[Data extract — start]

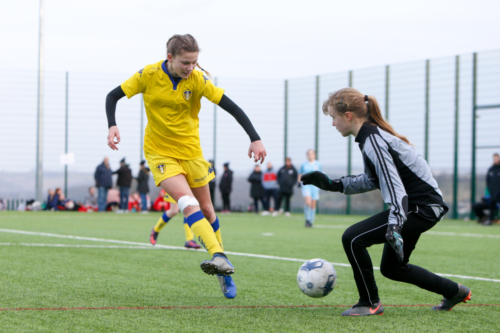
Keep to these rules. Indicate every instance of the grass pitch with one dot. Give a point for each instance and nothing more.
(106, 286)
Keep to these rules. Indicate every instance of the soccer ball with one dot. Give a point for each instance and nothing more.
(316, 278)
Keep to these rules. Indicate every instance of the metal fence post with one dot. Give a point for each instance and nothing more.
(316, 130)
(387, 69)
(455, 161)
(349, 158)
(141, 132)
(474, 106)
(286, 122)
(215, 130)
(66, 140)
(387, 72)
(39, 145)
(426, 144)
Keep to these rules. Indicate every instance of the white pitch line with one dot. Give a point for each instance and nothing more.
(78, 246)
(442, 233)
(169, 247)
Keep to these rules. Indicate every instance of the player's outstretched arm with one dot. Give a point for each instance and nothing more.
(256, 147)
(113, 132)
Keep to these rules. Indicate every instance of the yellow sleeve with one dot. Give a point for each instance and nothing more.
(135, 85)
(209, 90)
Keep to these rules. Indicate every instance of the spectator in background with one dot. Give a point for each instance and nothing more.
(103, 180)
(479, 208)
(134, 202)
(270, 184)
(50, 200)
(310, 192)
(226, 186)
(493, 185)
(143, 186)
(287, 177)
(256, 189)
(211, 184)
(91, 199)
(113, 200)
(124, 181)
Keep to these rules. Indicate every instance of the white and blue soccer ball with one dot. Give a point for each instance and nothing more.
(316, 278)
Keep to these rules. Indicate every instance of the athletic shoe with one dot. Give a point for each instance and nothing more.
(487, 222)
(482, 219)
(464, 294)
(227, 286)
(153, 237)
(191, 245)
(360, 310)
(218, 265)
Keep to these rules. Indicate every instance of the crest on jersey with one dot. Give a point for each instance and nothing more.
(187, 94)
(161, 168)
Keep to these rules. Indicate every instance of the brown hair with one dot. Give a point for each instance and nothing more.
(184, 43)
(362, 106)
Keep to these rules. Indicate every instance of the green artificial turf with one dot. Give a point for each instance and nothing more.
(72, 277)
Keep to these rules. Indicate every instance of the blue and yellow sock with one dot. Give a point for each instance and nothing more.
(313, 215)
(204, 232)
(162, 221)
(188, 231)
(216, 227)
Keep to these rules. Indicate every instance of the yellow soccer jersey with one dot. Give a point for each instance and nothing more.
(172, 109)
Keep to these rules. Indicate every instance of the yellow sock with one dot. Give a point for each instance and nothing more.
(216, 228)
(162, 221)
(219, 239)
(204, 232)
(189, 232)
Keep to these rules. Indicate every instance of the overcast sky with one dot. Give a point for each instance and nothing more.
(272, 39)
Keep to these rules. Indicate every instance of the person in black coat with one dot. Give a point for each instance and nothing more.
(142, 185)
(287, 178)
(226, 186)
(493, 185)
(124, 181)
(211, 184)
(103, 181)
(256, 188)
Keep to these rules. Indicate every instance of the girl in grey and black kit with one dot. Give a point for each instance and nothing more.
(393, 166)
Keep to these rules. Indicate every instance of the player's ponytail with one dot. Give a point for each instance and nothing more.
(206, 72)
(362, 106)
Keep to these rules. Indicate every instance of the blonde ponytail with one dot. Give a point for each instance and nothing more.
(362, 106)
(206, 72)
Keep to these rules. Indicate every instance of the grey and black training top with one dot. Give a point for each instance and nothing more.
(400, 172)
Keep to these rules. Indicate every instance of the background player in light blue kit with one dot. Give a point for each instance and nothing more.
(310, 192)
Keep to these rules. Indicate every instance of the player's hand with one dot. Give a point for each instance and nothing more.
(320, 180)
(112, 134)
(258, 150)
(395, 240)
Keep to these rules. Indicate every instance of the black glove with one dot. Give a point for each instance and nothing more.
(395, 240)
(320, 180)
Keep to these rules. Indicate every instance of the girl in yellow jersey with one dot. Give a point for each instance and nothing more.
(172, 90)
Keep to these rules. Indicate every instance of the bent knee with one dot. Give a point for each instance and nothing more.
(208, 211)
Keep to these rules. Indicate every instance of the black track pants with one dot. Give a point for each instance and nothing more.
(372, 231)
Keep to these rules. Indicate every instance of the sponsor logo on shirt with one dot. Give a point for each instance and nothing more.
(187, 94)
(161, 168)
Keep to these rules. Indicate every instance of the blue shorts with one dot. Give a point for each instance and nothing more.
(310, 191)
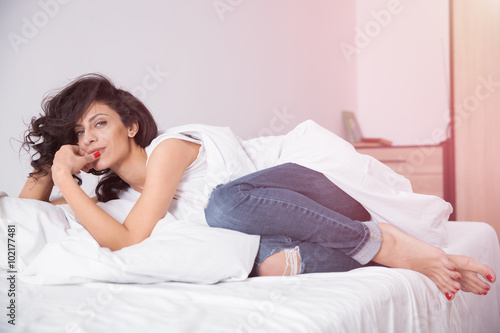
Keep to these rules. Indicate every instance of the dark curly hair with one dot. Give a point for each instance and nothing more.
(55, 127)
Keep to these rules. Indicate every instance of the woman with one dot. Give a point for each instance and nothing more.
(92, 126)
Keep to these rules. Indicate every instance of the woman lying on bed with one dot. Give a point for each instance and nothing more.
(92, 126)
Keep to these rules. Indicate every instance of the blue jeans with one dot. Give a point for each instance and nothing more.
(291, 206)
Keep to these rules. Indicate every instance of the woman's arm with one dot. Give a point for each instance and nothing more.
(38, 188)
(165, 168)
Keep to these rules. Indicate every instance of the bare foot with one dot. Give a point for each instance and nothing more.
(400, 250)
(469, 269)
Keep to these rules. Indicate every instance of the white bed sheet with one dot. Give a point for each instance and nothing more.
(370, 299)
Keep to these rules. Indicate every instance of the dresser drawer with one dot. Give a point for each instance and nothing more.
(422, 165)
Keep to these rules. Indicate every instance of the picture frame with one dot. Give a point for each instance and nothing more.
(353, 129)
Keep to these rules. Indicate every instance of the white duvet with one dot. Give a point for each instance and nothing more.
(52, 248)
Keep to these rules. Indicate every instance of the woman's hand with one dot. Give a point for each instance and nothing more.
(70, 160)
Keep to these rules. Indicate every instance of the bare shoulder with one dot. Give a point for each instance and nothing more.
(179, 151)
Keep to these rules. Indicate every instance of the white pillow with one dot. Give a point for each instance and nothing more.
(54, 249)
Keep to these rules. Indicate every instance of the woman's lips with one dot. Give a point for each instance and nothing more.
(101, 150)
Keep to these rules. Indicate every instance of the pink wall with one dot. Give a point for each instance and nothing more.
(403, 69)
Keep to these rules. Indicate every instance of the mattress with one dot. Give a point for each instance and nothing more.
(369, 299)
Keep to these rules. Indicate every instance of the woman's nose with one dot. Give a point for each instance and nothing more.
(88, 138)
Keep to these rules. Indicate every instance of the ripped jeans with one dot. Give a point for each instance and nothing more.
(297, 209)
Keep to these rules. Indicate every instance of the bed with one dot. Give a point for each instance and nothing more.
(370, 299)
(188, 277)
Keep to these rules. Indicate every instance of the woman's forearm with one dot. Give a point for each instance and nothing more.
(107, 231)
(38, 188)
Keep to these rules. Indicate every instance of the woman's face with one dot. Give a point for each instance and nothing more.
(101, 129)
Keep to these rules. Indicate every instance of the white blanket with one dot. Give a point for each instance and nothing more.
(384, 193)
(54, 249)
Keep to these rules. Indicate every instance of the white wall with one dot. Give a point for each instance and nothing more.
(403, 70)
(260, 67)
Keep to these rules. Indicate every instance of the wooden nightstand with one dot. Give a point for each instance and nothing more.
(422, 165)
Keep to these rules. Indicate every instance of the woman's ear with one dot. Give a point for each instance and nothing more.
(133, 129)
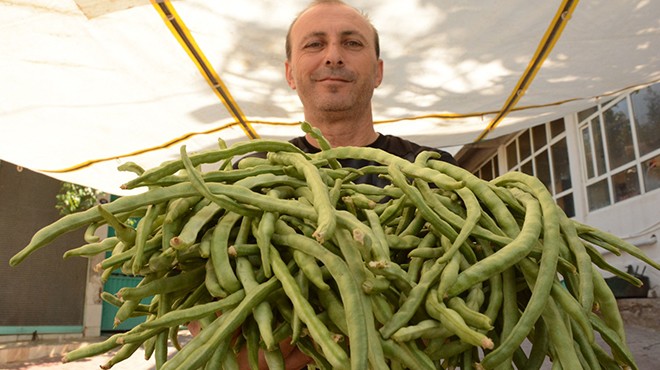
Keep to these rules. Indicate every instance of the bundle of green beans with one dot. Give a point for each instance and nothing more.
(438, 270)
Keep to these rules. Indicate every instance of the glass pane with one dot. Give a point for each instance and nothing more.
(543, 169)
(566, 203)
(527, 168)
(651, 174)
(561, 166)
(626, 184)
(619, 135)
(487, 171)
(598, 146)
(598, 195)
(588, 155)
(525, 145)
(557, 127)
(646, 109)
(511, 155)
(586, 113)
(539, 137)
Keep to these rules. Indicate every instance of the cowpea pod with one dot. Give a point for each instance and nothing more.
(360, 273)
(124, 232)
(333, 352)
(435, 221)
(350, 292)
(144, 230)
(324, 144)
(92, 249)
(222, 201)
(183, 315)
(483, 192)
(221, 328)
(506, 256)
(326, 220)
(182, 281)
(193, 226)
(454, 322)
(262, 312)
(219, 254)
(414, 300)
(471, 317)
(455, 220)
(385, 158)
(211, 156)
(547, 268)
(603, 238)
(310, 269)
(77, 220)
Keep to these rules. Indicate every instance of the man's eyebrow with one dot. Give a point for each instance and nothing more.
(343, 33)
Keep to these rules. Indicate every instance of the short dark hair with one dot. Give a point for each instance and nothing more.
(314, 3)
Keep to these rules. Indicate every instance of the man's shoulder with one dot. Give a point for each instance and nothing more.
(407, 149)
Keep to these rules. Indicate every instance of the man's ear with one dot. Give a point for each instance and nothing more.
(289, 75)
(379, 73)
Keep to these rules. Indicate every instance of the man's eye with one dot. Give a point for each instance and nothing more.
(353, 44)
(313, 45)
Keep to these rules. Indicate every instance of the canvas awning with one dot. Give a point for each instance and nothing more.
(88, 85)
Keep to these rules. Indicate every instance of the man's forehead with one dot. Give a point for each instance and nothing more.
(341, 18)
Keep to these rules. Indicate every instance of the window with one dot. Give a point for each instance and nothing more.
(621, 147)
(542, 152)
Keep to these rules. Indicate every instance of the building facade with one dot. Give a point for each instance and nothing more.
(601, 166)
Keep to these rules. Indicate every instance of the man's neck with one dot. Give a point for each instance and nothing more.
(345, 131)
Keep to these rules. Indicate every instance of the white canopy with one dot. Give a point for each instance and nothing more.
(90, 84)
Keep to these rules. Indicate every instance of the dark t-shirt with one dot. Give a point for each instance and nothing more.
(391, 144)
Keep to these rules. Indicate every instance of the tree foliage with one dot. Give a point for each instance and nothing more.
(74, 198)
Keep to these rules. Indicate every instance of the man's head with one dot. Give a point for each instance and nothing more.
(333, 59)
(376, 41)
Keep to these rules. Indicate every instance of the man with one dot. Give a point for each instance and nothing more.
(333, 62)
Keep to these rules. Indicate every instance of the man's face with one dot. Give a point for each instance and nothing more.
(333, 63)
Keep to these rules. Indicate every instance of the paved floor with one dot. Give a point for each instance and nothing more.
(643, 341)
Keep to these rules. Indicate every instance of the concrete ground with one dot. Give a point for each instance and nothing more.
(642, 328)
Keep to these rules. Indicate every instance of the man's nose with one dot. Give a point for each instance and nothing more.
(333, 56)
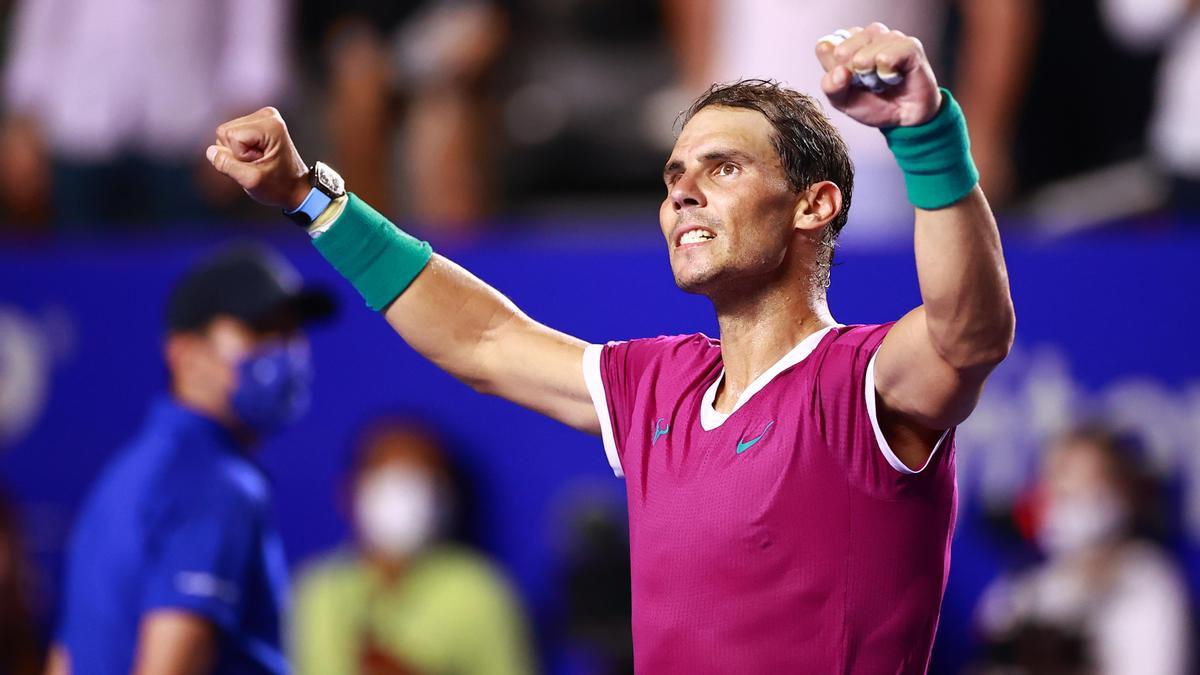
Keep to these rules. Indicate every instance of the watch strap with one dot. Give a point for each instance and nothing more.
(312, 207)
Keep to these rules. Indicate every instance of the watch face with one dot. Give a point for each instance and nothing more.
(328, 180)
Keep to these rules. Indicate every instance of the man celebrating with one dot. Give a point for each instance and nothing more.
(791, 487)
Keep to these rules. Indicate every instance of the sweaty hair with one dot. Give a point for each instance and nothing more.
(810, 149)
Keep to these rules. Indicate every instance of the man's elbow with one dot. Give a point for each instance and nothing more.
(982, 344)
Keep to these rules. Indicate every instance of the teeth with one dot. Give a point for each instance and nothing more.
(695, 237)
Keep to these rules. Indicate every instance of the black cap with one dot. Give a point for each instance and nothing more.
(250, 282)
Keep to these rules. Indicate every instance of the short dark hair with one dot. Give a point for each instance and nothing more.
(810, 149)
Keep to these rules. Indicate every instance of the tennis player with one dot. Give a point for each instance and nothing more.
(791, 485)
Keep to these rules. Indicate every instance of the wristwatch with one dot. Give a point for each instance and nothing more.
(327, 186)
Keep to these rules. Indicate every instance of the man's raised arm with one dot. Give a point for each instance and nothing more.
(933, 364)
(444, 312)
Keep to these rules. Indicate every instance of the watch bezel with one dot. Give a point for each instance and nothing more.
(324, 178)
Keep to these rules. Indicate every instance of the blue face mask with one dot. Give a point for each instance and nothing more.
(274, 387)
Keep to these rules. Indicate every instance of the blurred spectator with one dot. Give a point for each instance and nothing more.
(417, 67)
(726, 40)
(400, 599)
(19, 651)
(174, 562)
(1173, 25)
(111, 102)
(1107, 599)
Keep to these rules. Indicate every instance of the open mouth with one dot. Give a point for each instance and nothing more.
(695, 236)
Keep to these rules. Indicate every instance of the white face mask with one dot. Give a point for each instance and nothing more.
(396, 511)
(1075, 524)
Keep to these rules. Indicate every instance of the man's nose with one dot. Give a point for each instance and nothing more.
(687, 193)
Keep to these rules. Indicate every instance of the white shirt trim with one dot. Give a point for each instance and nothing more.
(711, 418)
(594, 382)
(888, 454)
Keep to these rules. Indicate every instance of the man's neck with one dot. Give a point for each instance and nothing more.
(757, 329)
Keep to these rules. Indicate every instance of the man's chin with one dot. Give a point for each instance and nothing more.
(695, 284)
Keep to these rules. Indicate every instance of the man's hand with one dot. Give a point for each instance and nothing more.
(892, 55)
(258, 154)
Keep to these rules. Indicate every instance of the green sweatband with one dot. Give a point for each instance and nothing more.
(935, 157)
(373, 255)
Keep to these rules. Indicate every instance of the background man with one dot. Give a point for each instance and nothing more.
(403, 599)
(789, 508)
(175, 563)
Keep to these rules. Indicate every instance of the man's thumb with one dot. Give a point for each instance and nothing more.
(223, 161)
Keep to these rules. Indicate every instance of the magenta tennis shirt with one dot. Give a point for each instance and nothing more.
(784, 537)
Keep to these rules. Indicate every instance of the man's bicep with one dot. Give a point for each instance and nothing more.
(915, 383)
(174, 643)
(544, 371)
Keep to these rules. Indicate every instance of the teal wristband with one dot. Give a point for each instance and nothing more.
(935, 157)
(378, 258)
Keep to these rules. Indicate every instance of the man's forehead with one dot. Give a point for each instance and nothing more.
(717, 125)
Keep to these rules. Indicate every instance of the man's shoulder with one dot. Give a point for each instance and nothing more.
(669, 346)
(853, 341)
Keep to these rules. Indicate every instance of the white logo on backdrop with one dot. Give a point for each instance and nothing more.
(29, 346)
(1032, 398)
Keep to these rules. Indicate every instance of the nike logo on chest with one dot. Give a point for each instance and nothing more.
(743, 444)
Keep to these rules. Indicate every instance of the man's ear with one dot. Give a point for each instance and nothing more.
(817, 205)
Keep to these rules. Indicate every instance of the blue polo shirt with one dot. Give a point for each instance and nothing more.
(180, 519)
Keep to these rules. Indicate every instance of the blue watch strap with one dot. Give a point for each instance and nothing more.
(312, 205)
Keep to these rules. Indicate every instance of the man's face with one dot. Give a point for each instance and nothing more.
(208, 363)
(729, 213)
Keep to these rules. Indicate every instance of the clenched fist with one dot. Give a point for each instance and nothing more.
(887, 55)
(258, 154)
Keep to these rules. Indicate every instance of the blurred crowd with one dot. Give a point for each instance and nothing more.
(451, 114)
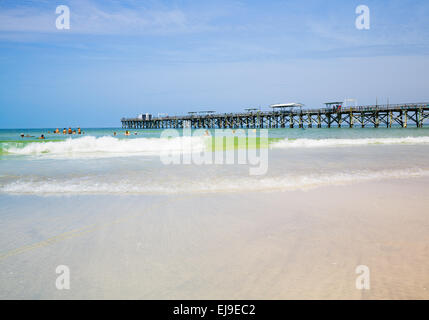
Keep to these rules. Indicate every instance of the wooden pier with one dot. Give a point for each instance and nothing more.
(404, 115)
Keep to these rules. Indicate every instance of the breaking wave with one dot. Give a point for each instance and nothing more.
(106, 147)
(131, 185)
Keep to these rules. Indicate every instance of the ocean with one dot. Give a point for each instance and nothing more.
(128, 223)
(100, 163)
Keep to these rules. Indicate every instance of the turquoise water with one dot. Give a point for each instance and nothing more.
(97, 162)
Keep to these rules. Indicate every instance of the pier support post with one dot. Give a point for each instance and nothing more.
(405, 121)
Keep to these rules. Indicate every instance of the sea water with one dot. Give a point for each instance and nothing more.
(128, 225)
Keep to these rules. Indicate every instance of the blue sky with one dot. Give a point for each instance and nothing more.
(121, 58)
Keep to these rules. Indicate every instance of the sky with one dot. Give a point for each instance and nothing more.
(122, 58)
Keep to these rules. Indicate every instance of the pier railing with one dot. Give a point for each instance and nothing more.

[Data extract — finish]

**About this task**: Exactly the lines from the one holding "Keep to these rules. Indicate every instance of the blue sky" through the end of the records above are to be returned, and nothing else.

**Written response**:
Keep to these rules. Indicate every instance of the blue sky with one dot. Give a point for each instance and nothing more.
(121, 58)
Keep to these rules. Indicate every instance of the sky with one dot. Give a point for each instance and nothing more.
(122, 58)
Keep to these rules. Indicate every instance of the pier railing with one dot. Give a point for each instance and nothing more.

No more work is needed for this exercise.